> Work order: Transcribe exactly, and only, the lines from the one containing "the car roof" through the last line of the data.

> Records:
########

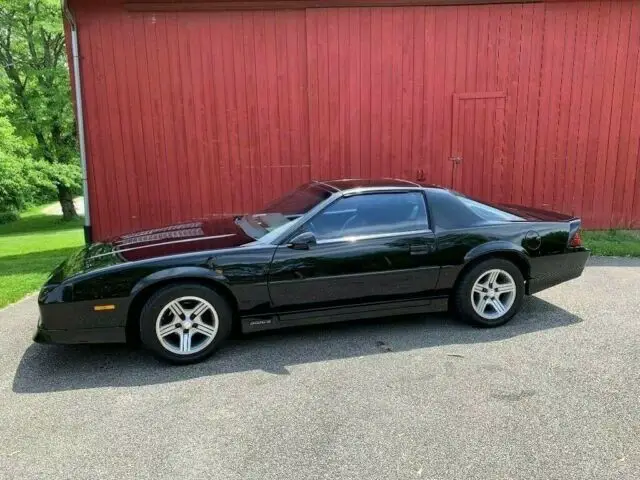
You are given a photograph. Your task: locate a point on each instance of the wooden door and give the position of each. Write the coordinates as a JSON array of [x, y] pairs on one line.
[[478, 145]]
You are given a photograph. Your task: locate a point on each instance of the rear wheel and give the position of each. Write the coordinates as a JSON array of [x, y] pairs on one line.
[[490, 293], [185, 323]]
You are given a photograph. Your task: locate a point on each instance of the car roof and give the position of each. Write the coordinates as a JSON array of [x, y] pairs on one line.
[[353, 183]]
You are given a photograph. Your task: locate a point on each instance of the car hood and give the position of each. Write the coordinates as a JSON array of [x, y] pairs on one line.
[[535, 214], [187, 237]]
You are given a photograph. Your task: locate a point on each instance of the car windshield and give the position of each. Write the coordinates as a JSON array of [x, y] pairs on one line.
[[272, 219]]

########

> Expected answer:
You are given a photograph. Your task: locate a point on each instance of the car roof and give the position of each. Write the coordinates as a JSON array of [x, y] pairs on one line.
[[353, 183]]
You are given a photograph. Your task: locate a point on each instance of the car hood and give the position of each. Write the coordinates as a JSON array of [x, y] pairs on one line.
[[535, 214], [187, 237]]
You are given a photograph. Your task: locate a point on each instance of the car windshield and give the position of each. Write the coordinates as a JSON array of [x, y] pairs on one line.
[[272, 219]]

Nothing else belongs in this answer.